Video QA Generation (VideoCaptionToQAGenerator)
About 705 wordsAbout 2 min
2025-12-20
📘 Overview
VideoCaptionToQAGenerator is an operator for automatically generating question-answer pairs (Video QA) based on video captions .
It automatically constructs prompts based on input video captions and guides the model to generate questions and answers related to the video content. Suitable for video QA dataset construction, video understanding evaluation, multimodal dialogue systems, and more.

**Available data**
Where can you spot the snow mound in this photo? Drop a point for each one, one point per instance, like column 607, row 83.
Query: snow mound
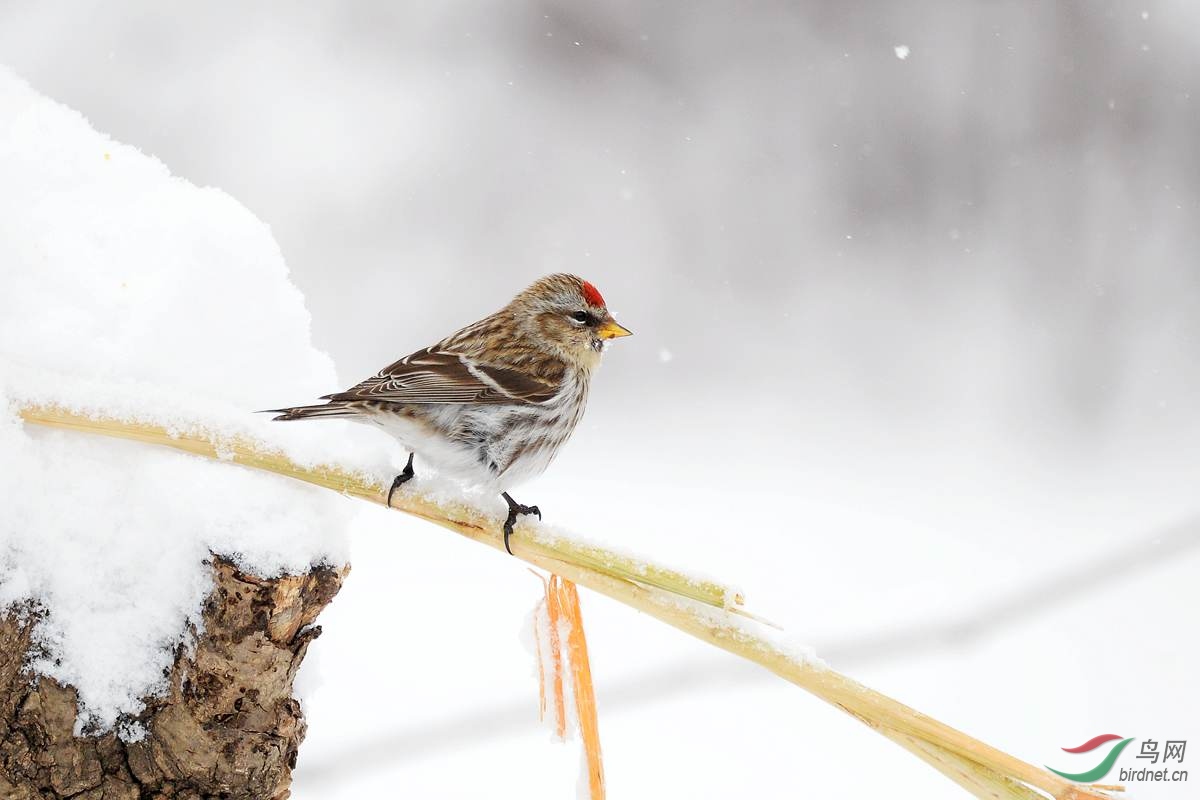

**Exercises**
1. Please list the uses that the video QA generation page names for the operator.
2. Extend the video QA generation page with the text that would follow its last sentence.

**Outputs**
1.
- Video QA dataset construction
- Video understanding evaluation
- Multimodal dialogue systems

2.
🏗️ __init__ Function
def __init__(
self,
vlm_serving: VLMServingABC,
prompt_template: Optional[VideoQAGeneratorPrompt | DiyVideoPrompt | str] = None,
use_video_input: bool = True,
):
...🧾 __init__ Parameters
| Parameter | Type | Default | Description |
|---|---|---|---|
vlm_serving | VLMServingABC | - | VLM model serving for generating QA |
prompt_template | VideoQAGeneratorPrompt | DiyVideoPrompt | str | None | None | Prompt template, defaults to VideoQAGeneratorPrompt |
use_video_input | bool | True | Whether to use video as input (False for text-only QA without video to model) |
⚡ run Function
def run(
self,
storage: DataFlowStorage,
input_image_key: str = None,
input_video_key: str = None,
input_conversation_key: str = "conversation",
input_caption_key: str = "caption",
output_key: str = "answer",
) -> str:
...run is the main logic for video QA generation: Read caption text → Build QA generation prompt → Call VLM model → Generate QA pairs → Write to output.
Returns: The output_key field name (string type).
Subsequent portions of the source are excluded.